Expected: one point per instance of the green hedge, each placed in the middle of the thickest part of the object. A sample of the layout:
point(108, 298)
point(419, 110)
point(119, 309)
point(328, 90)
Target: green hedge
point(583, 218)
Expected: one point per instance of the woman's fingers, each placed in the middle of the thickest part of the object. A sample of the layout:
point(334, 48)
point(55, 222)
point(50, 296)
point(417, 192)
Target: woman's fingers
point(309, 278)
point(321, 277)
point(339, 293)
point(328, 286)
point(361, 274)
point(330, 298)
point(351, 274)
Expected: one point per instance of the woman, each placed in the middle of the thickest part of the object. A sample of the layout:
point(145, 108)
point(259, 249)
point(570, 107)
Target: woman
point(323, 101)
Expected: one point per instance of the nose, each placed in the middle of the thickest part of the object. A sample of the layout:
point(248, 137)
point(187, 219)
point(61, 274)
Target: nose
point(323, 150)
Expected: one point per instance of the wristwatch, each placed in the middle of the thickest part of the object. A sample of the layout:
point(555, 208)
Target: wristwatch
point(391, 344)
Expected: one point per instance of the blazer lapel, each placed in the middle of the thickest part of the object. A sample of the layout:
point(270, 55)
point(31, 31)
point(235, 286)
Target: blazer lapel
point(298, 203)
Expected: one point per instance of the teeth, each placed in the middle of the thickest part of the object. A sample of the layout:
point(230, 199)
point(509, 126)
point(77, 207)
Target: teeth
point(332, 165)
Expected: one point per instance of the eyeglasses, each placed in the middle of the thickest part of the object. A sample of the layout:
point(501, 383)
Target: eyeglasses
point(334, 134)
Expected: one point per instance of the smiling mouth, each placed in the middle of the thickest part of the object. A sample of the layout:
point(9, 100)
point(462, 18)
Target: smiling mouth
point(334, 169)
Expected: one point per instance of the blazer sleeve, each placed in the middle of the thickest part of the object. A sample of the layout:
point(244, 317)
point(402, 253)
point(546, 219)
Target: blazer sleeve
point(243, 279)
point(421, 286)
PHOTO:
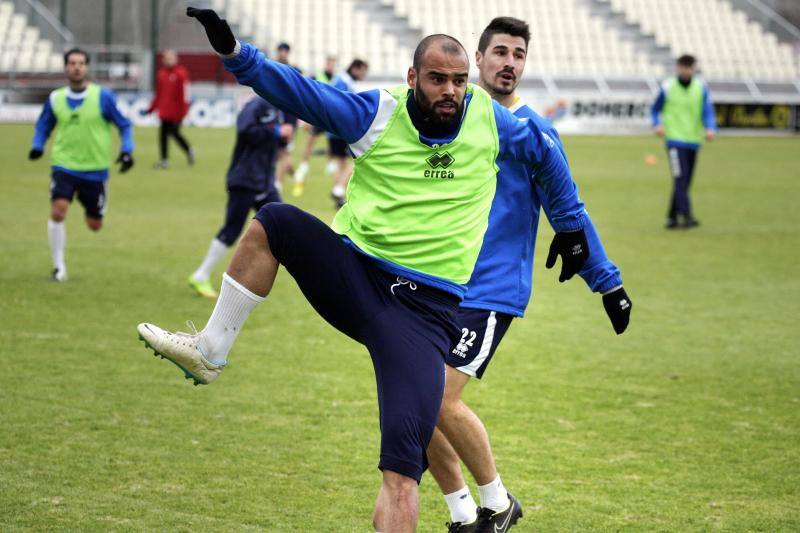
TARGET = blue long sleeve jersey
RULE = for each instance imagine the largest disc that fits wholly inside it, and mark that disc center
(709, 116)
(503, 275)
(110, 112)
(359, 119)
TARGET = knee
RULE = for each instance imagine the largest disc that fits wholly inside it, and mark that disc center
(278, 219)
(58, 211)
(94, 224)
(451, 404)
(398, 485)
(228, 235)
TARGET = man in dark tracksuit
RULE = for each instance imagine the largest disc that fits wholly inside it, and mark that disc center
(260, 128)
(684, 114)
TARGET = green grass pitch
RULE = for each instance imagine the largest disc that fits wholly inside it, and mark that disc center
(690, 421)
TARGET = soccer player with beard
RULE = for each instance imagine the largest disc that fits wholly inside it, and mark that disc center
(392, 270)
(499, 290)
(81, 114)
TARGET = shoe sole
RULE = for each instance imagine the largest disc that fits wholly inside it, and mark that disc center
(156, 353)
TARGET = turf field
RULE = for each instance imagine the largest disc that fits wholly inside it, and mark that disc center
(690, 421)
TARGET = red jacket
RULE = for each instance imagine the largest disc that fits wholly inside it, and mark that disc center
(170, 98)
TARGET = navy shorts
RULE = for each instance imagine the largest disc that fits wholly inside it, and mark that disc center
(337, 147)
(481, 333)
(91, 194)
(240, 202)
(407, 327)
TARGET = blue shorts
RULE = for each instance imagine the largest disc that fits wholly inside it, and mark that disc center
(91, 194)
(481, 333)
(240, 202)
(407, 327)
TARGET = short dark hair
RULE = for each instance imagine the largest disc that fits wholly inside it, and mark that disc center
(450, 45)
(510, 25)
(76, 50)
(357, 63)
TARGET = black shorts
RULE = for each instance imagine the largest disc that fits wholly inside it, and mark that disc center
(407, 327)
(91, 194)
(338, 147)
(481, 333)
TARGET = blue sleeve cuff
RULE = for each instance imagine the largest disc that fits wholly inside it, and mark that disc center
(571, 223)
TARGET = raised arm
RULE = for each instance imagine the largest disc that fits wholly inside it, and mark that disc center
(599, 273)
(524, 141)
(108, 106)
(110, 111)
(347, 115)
□ □ □ □
Express every row above as a numbered list, omitting any blank lines, and leave the pictures out of your answer.

1. Expected: one point per instance of the green hedge, each placed in the middle of the thickest part of the object. A sample of the layout:
2. point(108, 298)
3. point(419, 110)
4. point(119, 309)
5. point(328, 90)
6. Target: green hedge
7. point(583, 218)
8. Expected: one point per instance of the woman's fingers, each placed in the middle of the thickest part of the object. A sample of the layout:
9. point(334, 48)
10. point(55, 222)
11. point(50, 296)
12. point(417, 192)
13. Target: woman's fingers
14. point(309, 278)
15. point(321, 277)
16. point(339, 293)
17. point(328, 286)
18. point(361, 274)
19. point(330, 298)
20. point(351, 274)
21. Expected: one point per instance of the woman, each placed in the middle of the thickest part of the object. A sample of the layout:
22. point(145, 108)
23. point(259, 249)
24. point(570, 107)
25. Target: woman
26. point(323, 101)
27. Expected: one point per instance of the nose, each placed in the middle of the thickest part of the object. A sample of the layout:
28. point(248, 137)
29. point(187, 219)
30. point(61, 274)
31. Target: nose
32. point(323, 150)
33. Expected: one point per instance of the wristwatch, each placed in the middle of the thickest part of the object. A sample of the layout:
34. point(555, 208)
35. Target: wristwatch
36. point(391, 344)
37. Expected: one point per instance of the blazer lapel, each placed in the middle of the thickest part of the object. A sample of the layout:
38. point(270, 55)
39. point(31, 31)
40. point(235, 286)
41. Target: blazer lapel
42. point(298, 203)
43. Expected: one point per instance of the teeth, each placed in the middle of the thickest part of the object. A sample of the layout:
44. point(230, 199)
45. point(509, 126)
46. point(77, 207)
47. Target: teeth
48. point(332, 165)
49. Expected: one point per instance of the eyeglasses, each placed in the middle of the thickest part of the object. A sample of the layout:
50. point(501, 383)
51. Target: eyeglasses
52. point(334, 134)
53. Expected: one point per instance of the smiling mouth, each placed in the middle of the thickest part of the object. A sample of the layout:
54. point(9, 100)
55. point(462, 18)
56. Target: smiling mouth
57. point(334, 169)
58. Expected: one point per instance of the blazer sleeve, each placed in the middle of the thickest part of the object. A sample of the layout:
59. point(244, 317)
60. point(402, 253)
61. point(546, 219)
62. Target: blazer sleeve
63. point(243, 279)
64. point(421, 286)
65. PHOTO:
66. TARGET = blue long sleeve jersey
67. RULE = for each instance imagine the largest disc that fits wholly inside it, and mark that disc center
68. (709, 116)
69. (503, 275)
70. (110, 112)
71. (359, 119)
72. TARGET = knee
73. RULE = for each instance imagine the largest disc that fits wholly inside it, and mark that disc center
74. (278, 219)
75. (58, 211)
76. (94, 224)
77. (451, 404)
78. (398, 485)
79. (228, 235)
80. TARGET = man in dark tracksuit
81. RULE = for each instance imagine the largest disc that fits wholly inside it, and mark that disc center
82. (260, 128)
83. (684, 114)
84. TARGET = green grass pitch
85. RULE = for each instance imagine the largest disc that fits wholly inside it, and mark that disc center
86. (690, 421)
87. TARGET = soccer player with beard
88. RULE = for each instance imagine the largest disc that fits wholly inside it, and mark that disc center
89. (392, 270)
90. (499, 290)
91. (81, 114)
92. TARGET = shoe sole
93. RULE = for each instance imagine the largest disc that fits wholly inside it, and mark that disc center
94. (156, 353)
95. TARGET = turf field
96. RULE = for each instance imagine the largest disc that fits wholly inside it, and mark that disc center
97. (690, 421)
98. TARGET = red jacket
99. RULE = for each instance imagine the largest disc that fits wholly inside it, and mark that disc center
100. (170, 98)
101. TARGET = navy shorts
102. RULE = for each instance imagine the largest disc that fits wholly inside it, and mark that disc center
103. (337, 147)
104. (481, 333)
105. (91, 194)
106. (240, 202)
107. (407, 327)
108. TARGET = blue shorts
109. RULE = for each instance imagine the largest disc that fits wholly inside it, and mark that disc center
110. (91, 194)
111. (481, 333)
112. (240, 202)
113. (407, 327)
114. TARGET = short dark hair
115. RULE = for each instance imagine the largest disc that fits wholly inside it, and mark that disc center
116. (450, 45)
117. (510, 25)
118. (76, 50)
119. (357, 63)
120. TARGET = black shorts
121. RULE = for each instance imagine the largest disc that fits wholly inside it, and mark that disc center
122. (407, 327)
123. (91, 194)
124. (338, 147)
125. (481, 333)
126. TARGET = blue sleeve cuff
127. RULE = for each instance imagine the largest disc that fits wholly inside it, and mark that disc center
128. (571, 223)
129. TARGET = raised arm
130. RULE = for each instance imagine the largest disc that fits wholly inside it, and mark that disc center
131. (599, 273)
132. (524, 141)
133. (108, 106)
134. (110, 111)
135. (347, 115)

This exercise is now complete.